__Task input__.

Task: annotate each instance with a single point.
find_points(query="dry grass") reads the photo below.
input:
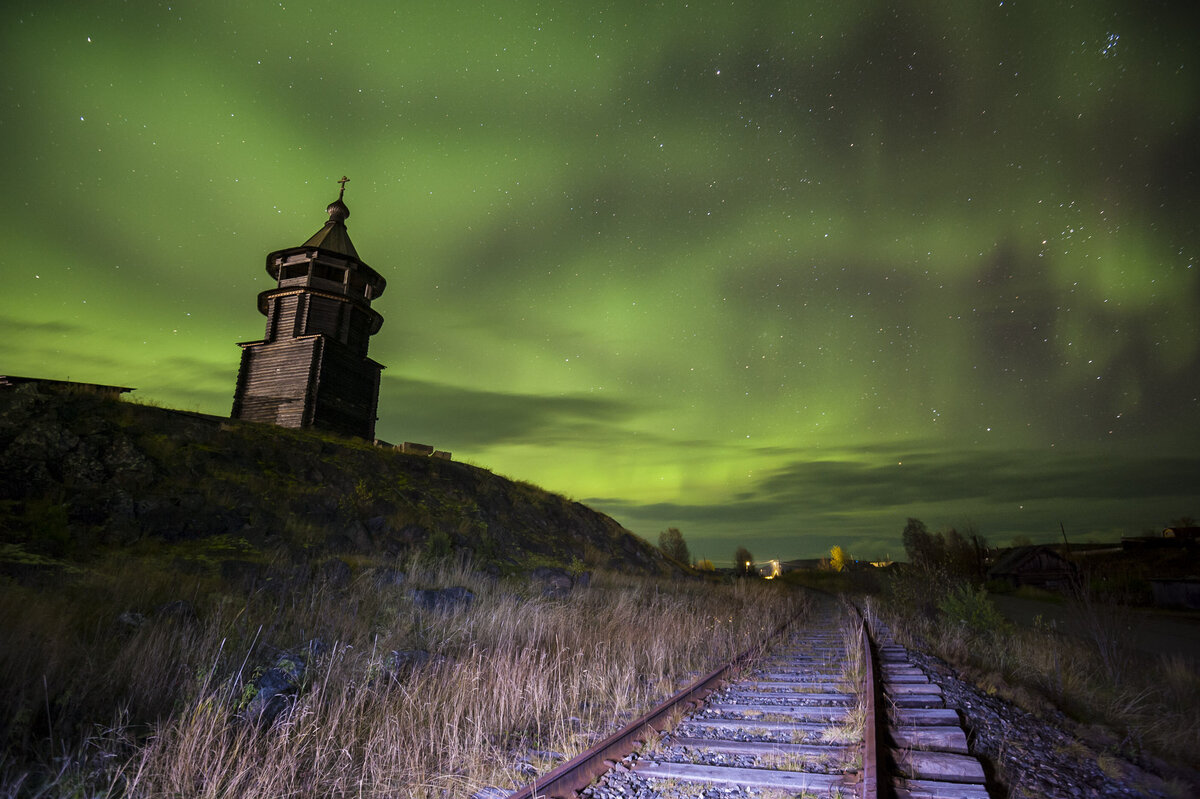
(100, 708)
(1152, 703)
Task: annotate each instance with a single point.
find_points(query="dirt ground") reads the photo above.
(1156, 632)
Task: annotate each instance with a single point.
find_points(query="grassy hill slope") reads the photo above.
(82, 474)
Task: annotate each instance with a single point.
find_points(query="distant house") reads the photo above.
(1176, 593)
(1033, 565)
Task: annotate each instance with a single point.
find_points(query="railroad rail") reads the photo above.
(805, 719)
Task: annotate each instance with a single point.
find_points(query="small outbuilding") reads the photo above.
(1035, 565)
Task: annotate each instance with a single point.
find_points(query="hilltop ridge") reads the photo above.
(82, 473)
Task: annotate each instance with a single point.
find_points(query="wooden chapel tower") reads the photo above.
(311, 368)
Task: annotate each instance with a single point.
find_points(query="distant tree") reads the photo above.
(743, 562)
(919, 544)
(673, 546)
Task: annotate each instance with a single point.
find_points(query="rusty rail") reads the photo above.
(564, 781)
(871, 728)
(579, 772)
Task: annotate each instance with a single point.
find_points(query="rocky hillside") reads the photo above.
(82, 474)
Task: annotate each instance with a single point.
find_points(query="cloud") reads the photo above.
(10, 326)
(471, 418)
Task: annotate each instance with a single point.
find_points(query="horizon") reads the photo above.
(778, 276)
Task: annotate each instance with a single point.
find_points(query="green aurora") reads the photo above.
(778, 274)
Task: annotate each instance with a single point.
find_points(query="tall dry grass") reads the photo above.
(1152, 703)
(108, 709)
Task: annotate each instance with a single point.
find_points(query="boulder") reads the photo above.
(447, 600)
(275, 689)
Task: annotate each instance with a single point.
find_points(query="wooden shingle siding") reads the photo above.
(311, 367)
(274, 382)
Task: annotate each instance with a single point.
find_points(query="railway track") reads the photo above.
(798, 721)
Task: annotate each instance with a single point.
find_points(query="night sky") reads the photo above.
(777, 274)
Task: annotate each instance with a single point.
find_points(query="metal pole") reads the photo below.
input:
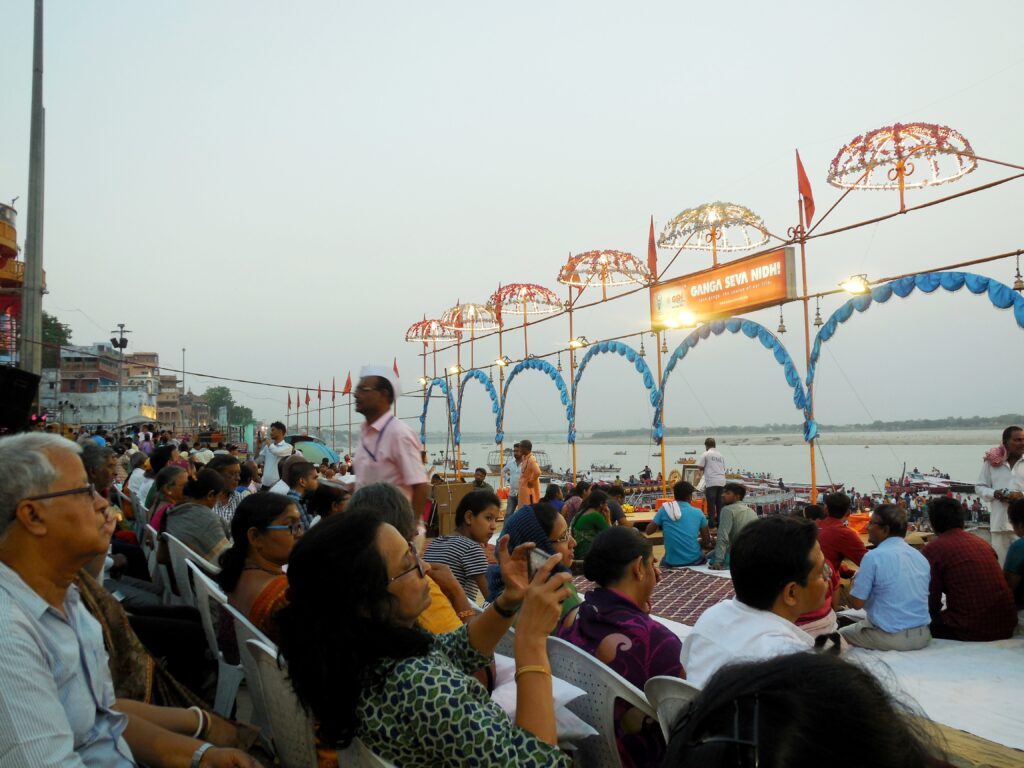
(31, 357)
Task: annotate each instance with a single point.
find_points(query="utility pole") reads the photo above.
(31, 356)
(120, 343)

__Directions for this task__.
Write out every record above exactly as it stands, but leave out the pictures.

__Finished answer__.
Task: annotate each instance with a single point.
find_points(query="dry grass") reads the photo below.
input:
(100, 708)
(1152, 703)
Task: annotate each instance with a single point.
find_points(query="dirt ground") reads the photo above.
(1156, 632)
Task: annotate each instance with a single point.
find_points(query="grassy hill slope") reads the photo above.
(82, 474)
Task: annotate each instance with a single point.
find_points(query="distant house") reads the photo above.
(1176, 593)
(1033, 565)
Task: annotate each instance with a single point.
find_points(query="railroad rail") reads the photo above.
(805, 719)
Task: annotate each instance with a single point.
find_points(query="small outbuilding") reads the photo above.
(1035, 565)
Task: annotate each instance with a single point.
find_points(query="hilltop ridge") reads the photo above.
(82, 473)
Task: annotate each instance with a single point.
find_points(query="wooden chapel tower") reads the photo above.
(311, 368)
Task: annotate each instance with a single point.
find_points(query="distant tree") reads the photo above.
(743, 562)
(919, 544)
(673, 546)
Task: annotate each instance with a single point.
find_points(query="rusty rail") reads the photo above.
(564, 781)
(871, 728)
(579, 772)
Task: annotate each instance with a single point.
find_points(query="rocky hillside") reads the photo above.
(82, 474)
Task: annotate each instance with a single point.
find_points(query="cloud") reads the photo above.
(10, 326)
(471, 418)
Task: annotate each instance with a single point.
find_points(query="horizon") reads the photo above.
(778, 276)
Task: annotate each instance with a single point.
find_points(query="green aurora") reads the photo above.
(778, 274)
Task: annotate each instance with a single point.
find_points(query="tall dry grass") reads the photo above.
(1152, 703)
(108, 709)
Task: annotate each instance with a single point.
find_points(query="boulder") reads the photo above.
(447, 600)
(275, 689)
Task: annotate each instance with a single point.
find_points(query="wooden shingle siding") reads the photo above.
(311, 367)
(274, 382)
Task: annotate each instance with a single point.
find_points(query="railway track") reads the photo above.
(798, 721)
Task: annotate each instance with a single point.
find_points(query="night sky") reads the photo above.
(777, 274)
Task: annotate each instance with a single point.
find_points(query="metal pole") reads the photo below.
input:
(31, 357)
Task: annotate each instance with a single point.
find_points(query="utility pole") reads the photo above.
(31, 356)
(120, 343)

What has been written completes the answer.